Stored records
= = = = = = =
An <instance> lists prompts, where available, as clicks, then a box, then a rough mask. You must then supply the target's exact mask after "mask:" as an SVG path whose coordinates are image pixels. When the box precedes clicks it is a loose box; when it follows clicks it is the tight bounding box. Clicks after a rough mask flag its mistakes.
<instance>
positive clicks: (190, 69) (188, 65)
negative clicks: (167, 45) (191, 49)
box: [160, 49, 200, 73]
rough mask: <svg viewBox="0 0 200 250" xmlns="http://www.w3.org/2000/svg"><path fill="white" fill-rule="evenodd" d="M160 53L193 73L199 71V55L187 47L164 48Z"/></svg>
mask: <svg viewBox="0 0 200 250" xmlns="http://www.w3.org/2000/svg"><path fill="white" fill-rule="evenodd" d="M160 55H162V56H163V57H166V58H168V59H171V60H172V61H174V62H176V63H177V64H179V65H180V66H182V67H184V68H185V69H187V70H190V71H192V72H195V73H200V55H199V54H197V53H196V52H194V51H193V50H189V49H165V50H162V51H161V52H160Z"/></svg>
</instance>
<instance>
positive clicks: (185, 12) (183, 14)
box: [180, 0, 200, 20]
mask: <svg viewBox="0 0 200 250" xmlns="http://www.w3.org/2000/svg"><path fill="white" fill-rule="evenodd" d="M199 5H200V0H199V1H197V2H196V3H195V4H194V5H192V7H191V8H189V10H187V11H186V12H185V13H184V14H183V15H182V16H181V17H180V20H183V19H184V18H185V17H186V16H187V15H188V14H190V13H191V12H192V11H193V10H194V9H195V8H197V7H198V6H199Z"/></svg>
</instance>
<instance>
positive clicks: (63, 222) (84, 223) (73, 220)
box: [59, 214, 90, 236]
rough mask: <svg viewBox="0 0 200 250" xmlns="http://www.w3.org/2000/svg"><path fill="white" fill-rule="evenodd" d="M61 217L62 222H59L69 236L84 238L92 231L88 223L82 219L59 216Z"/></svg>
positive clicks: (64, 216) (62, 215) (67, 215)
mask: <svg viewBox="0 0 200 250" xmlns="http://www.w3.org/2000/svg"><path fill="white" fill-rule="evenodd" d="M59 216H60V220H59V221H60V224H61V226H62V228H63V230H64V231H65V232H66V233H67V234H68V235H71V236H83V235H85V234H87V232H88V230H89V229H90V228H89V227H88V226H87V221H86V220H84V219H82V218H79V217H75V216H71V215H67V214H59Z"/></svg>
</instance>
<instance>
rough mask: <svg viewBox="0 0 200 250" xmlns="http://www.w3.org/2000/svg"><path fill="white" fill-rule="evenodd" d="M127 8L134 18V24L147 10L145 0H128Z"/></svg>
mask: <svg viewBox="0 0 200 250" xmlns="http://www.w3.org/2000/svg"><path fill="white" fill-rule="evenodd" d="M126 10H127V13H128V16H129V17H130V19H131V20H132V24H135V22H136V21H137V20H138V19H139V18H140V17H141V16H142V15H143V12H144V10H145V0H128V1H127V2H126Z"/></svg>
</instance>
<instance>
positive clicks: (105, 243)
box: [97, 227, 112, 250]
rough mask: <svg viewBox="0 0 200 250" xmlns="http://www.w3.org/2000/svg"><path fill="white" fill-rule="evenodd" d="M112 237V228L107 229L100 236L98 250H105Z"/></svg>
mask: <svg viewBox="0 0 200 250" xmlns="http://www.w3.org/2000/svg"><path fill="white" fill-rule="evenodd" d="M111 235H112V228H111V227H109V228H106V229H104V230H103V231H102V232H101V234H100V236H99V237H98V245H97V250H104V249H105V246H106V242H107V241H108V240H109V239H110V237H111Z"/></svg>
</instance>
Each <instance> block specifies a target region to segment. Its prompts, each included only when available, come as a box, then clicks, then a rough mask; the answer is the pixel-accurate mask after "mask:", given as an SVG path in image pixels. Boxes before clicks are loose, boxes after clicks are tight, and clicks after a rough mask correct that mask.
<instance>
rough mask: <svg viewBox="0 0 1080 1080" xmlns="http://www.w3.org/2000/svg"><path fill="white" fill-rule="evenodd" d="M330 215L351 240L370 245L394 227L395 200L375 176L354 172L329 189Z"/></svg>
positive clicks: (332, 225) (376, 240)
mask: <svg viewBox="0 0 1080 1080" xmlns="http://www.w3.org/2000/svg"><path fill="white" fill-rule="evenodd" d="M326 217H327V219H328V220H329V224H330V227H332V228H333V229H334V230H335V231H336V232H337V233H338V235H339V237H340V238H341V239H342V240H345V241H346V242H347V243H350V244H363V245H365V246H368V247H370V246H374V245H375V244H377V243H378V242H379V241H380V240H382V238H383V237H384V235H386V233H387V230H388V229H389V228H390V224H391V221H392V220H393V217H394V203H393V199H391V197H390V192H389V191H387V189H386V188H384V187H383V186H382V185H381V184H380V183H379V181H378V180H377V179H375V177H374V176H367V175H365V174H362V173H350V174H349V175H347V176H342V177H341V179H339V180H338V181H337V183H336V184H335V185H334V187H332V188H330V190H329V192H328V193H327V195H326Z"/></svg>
= = = = = = =
WHAT TO WORK ON: How many lines of the data above contain the string "positive", with case taken into account? Reply with the number alone.

WRITTEN SOLUTION: 6